### [Written task]
Turn the lines of the records, starting at the line containing "# point at: tall crane (one per instance)" and ending at the last line of the records, into a Markdown table with the columns "Row" and "Line", leaving out any blank lines.

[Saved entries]
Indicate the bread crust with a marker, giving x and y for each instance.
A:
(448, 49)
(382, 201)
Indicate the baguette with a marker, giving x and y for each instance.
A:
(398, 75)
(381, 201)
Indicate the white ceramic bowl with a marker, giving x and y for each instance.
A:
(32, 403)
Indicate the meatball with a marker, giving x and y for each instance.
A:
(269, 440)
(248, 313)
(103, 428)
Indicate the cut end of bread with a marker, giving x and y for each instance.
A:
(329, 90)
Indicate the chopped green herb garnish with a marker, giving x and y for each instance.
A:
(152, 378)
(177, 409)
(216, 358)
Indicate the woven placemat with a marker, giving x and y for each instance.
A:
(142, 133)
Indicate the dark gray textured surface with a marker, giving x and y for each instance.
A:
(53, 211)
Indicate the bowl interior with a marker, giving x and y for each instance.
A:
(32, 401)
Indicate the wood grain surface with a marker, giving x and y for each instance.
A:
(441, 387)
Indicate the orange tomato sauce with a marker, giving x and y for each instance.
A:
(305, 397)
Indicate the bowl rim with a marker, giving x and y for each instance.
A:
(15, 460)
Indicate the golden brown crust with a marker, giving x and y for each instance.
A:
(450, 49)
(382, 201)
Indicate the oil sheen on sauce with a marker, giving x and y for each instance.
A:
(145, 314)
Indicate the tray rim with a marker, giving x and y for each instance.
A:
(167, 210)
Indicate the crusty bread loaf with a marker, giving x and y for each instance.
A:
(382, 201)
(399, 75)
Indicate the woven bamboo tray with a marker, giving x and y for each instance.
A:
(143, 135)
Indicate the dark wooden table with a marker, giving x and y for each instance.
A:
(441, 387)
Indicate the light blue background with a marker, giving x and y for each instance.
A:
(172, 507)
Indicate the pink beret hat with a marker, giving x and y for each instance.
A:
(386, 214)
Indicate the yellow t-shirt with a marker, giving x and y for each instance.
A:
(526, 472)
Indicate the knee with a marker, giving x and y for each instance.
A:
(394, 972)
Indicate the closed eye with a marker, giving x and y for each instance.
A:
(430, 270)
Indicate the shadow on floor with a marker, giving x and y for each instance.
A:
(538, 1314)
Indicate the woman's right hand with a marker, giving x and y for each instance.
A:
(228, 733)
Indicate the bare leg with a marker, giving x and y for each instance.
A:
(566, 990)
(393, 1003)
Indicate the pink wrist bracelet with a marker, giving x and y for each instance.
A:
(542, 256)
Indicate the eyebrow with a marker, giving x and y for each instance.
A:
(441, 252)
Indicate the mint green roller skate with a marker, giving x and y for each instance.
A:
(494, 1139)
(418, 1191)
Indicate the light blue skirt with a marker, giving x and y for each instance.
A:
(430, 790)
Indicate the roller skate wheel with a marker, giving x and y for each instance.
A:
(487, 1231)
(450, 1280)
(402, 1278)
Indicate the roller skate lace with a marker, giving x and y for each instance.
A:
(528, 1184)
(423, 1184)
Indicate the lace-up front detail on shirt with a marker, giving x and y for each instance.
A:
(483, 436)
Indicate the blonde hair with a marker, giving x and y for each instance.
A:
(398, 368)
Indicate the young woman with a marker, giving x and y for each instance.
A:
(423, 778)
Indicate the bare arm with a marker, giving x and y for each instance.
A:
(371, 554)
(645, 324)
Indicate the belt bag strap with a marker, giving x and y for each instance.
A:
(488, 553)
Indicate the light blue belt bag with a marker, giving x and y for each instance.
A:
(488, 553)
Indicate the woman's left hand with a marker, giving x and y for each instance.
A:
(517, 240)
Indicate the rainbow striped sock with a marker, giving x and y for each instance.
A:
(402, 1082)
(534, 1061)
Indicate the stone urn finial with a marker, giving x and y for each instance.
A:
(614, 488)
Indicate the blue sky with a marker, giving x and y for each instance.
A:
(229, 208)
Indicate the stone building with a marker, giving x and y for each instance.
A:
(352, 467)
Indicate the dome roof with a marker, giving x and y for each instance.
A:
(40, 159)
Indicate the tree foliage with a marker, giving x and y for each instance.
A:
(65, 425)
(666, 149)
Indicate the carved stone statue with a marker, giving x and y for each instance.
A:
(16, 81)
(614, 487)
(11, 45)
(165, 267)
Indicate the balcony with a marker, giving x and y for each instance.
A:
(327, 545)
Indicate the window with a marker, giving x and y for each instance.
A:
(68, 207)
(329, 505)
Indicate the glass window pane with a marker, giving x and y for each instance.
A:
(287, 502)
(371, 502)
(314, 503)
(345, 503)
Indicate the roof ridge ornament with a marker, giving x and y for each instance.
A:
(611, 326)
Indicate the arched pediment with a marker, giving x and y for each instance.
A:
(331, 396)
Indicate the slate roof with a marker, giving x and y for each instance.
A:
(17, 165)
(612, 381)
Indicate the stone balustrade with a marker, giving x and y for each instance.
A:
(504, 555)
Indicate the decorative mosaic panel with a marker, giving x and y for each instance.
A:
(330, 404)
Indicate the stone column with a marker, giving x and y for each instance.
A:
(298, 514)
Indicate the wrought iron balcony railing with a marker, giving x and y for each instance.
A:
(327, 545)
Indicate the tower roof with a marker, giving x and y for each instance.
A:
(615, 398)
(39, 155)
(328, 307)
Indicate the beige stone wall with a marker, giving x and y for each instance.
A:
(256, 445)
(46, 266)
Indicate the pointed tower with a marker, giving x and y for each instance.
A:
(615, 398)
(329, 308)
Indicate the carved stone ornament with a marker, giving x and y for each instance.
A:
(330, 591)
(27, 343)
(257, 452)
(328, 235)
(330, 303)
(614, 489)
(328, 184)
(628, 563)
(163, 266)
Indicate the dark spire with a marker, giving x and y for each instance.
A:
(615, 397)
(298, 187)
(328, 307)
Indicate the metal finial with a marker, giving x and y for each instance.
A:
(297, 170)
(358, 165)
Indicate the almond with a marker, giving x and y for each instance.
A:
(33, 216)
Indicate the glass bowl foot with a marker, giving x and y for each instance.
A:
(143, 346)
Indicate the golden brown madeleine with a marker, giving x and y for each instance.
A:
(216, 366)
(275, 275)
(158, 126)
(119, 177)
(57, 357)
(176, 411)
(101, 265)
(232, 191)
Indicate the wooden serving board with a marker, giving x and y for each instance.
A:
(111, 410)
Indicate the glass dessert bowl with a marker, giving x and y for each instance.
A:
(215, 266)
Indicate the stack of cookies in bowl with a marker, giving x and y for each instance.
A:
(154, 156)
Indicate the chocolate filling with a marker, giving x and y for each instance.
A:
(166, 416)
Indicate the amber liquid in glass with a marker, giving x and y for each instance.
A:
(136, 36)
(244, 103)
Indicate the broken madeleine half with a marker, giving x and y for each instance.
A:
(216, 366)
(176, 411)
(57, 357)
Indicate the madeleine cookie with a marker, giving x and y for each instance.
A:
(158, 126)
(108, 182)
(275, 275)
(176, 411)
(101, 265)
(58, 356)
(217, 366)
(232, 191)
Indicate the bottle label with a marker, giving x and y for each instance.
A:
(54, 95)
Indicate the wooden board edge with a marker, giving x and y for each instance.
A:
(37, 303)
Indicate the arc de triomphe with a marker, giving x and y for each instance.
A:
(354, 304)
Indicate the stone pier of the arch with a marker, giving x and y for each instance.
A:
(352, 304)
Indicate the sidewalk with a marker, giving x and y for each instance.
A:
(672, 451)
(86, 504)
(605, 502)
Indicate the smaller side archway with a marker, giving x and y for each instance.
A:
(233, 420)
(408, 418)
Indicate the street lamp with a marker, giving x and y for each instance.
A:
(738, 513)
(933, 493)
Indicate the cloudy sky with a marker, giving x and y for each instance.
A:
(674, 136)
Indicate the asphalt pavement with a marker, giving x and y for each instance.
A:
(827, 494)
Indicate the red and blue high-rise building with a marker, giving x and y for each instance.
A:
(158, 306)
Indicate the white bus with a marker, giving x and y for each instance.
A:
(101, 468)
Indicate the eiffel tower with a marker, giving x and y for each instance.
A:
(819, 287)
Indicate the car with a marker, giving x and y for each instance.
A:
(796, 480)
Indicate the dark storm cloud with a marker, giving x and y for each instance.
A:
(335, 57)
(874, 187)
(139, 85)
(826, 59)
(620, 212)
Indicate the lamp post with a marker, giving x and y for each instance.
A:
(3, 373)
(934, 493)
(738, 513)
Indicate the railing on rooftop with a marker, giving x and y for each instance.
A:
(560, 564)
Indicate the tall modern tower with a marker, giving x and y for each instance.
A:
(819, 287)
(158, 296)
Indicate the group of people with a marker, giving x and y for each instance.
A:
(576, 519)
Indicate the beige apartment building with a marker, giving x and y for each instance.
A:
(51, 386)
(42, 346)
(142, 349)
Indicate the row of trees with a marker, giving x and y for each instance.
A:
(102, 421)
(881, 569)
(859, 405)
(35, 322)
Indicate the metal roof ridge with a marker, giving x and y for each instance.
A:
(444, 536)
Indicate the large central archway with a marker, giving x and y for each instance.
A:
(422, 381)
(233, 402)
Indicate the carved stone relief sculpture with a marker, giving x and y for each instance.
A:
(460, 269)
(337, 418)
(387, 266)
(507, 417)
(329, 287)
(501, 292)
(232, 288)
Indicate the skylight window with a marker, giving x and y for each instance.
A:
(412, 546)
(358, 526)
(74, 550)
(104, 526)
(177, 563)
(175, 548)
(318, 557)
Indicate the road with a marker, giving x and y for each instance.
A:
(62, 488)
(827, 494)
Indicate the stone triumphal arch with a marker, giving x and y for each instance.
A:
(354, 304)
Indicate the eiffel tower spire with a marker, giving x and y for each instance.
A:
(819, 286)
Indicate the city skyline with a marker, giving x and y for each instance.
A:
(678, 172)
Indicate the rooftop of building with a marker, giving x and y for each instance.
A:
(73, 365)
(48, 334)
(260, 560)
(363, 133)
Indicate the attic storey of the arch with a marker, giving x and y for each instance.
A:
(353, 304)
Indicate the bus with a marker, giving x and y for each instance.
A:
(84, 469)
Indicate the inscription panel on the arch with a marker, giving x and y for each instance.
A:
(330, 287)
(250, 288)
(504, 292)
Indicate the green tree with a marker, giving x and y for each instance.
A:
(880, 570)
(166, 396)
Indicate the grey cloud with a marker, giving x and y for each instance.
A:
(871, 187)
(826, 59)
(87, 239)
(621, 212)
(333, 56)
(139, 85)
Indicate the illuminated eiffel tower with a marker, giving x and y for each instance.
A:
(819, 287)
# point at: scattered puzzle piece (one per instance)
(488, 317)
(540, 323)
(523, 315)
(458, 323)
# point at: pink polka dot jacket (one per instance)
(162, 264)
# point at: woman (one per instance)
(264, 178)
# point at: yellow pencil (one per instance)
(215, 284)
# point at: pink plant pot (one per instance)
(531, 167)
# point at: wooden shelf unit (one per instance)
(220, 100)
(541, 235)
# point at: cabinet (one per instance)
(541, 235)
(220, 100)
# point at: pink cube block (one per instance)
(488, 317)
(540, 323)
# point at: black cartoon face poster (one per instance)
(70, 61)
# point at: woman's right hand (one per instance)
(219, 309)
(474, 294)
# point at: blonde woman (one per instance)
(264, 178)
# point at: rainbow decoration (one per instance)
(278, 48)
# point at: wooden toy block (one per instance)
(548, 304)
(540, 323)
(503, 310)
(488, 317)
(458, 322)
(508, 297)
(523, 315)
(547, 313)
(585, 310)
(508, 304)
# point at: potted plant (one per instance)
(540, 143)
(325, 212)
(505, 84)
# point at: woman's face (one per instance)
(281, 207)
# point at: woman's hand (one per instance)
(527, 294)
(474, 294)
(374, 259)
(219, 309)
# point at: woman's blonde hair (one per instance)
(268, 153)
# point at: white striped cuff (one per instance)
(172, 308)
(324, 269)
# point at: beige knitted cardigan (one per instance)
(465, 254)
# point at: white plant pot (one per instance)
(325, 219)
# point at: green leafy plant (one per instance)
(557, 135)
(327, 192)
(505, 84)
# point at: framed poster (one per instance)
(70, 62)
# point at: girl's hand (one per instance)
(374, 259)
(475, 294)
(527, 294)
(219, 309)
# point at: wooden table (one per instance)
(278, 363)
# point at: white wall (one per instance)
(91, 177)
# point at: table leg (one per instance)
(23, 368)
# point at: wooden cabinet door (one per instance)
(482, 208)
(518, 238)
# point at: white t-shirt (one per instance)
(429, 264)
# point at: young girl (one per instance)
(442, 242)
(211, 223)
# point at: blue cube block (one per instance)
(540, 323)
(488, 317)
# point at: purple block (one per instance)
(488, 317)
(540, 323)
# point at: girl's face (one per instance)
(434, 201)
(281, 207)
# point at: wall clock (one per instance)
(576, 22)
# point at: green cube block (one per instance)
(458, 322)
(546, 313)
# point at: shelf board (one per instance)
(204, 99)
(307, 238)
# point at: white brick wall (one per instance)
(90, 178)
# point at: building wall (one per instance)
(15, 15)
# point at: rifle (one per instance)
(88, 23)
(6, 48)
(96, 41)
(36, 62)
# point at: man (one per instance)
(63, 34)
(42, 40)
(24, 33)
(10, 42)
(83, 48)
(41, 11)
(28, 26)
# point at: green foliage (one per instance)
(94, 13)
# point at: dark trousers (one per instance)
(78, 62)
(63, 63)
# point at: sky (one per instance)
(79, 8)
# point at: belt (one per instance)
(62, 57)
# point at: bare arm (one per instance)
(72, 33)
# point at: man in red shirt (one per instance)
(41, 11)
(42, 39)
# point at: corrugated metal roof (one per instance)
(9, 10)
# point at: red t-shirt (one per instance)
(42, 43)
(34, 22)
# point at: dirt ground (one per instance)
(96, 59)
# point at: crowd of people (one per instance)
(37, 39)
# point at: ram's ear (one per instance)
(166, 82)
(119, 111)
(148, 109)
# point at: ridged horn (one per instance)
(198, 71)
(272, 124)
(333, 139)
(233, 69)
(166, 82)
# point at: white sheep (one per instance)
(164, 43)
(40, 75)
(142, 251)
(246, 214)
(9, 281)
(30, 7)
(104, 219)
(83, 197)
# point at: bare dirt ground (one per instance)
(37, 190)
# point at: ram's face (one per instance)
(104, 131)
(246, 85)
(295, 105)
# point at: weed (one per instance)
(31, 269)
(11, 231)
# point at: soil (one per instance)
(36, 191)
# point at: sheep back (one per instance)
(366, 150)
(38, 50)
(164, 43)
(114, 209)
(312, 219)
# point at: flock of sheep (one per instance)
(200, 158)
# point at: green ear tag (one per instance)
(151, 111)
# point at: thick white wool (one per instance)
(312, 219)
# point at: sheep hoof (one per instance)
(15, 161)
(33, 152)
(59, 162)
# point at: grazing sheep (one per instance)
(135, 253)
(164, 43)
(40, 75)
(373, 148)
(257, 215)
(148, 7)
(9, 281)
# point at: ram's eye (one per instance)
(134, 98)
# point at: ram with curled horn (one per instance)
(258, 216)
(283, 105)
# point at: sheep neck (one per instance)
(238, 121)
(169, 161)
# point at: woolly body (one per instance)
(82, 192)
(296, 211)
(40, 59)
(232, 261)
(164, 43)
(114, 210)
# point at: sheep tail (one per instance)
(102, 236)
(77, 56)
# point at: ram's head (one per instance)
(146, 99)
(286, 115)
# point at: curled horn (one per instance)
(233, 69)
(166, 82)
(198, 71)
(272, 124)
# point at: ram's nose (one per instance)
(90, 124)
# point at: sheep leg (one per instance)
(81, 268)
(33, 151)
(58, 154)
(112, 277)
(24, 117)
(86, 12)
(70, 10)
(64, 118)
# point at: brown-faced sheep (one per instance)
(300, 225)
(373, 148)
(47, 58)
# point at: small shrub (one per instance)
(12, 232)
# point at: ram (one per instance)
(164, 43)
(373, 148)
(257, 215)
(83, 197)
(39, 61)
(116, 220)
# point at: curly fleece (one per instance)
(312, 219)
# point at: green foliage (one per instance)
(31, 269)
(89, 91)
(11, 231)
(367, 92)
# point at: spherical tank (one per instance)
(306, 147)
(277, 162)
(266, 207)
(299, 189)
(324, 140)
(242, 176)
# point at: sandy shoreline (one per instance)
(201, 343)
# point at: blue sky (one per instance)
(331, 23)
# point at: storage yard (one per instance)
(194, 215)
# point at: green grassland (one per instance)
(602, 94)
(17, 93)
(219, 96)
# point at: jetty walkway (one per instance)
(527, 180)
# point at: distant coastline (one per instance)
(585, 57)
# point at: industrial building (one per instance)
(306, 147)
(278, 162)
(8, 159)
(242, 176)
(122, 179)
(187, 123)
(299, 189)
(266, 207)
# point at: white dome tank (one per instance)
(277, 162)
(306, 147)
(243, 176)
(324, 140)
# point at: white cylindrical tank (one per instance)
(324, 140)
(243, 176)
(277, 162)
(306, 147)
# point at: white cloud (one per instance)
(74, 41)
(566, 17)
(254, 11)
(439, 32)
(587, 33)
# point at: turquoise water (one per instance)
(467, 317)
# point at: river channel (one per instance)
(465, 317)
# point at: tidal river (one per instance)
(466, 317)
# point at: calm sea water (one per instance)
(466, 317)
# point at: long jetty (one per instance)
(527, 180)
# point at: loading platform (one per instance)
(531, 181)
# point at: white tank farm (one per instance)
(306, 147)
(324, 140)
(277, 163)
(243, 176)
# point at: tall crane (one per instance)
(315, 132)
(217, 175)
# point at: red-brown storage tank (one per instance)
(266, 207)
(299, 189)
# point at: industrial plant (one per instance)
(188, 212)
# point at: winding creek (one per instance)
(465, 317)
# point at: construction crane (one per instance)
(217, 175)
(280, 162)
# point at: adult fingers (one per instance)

### [Finished exercise]
| Row | Line |
|---|---|
| 1 | # point at: tall crane (one per instance) |
| 2 | (315, 132) |
| 3 | (217, 175) |
| 4 | # point at: red-brown storage tank (one per instance) |
| 5 | (266, 207) |
| 6 | (299, 189) |
| 7 | # point at: industrial plant (one per instance) |
| 8 | (188, 212) |
| 9 | # point at: winding creek (one per instance) |
| 10 | (465, 317) |
| 11 | # point at: construction crane (one per instance) |
| 12 | (217, 175) |
| 13 | (280, 162) |
| 14 | # point at: adult fingers (one per instance) |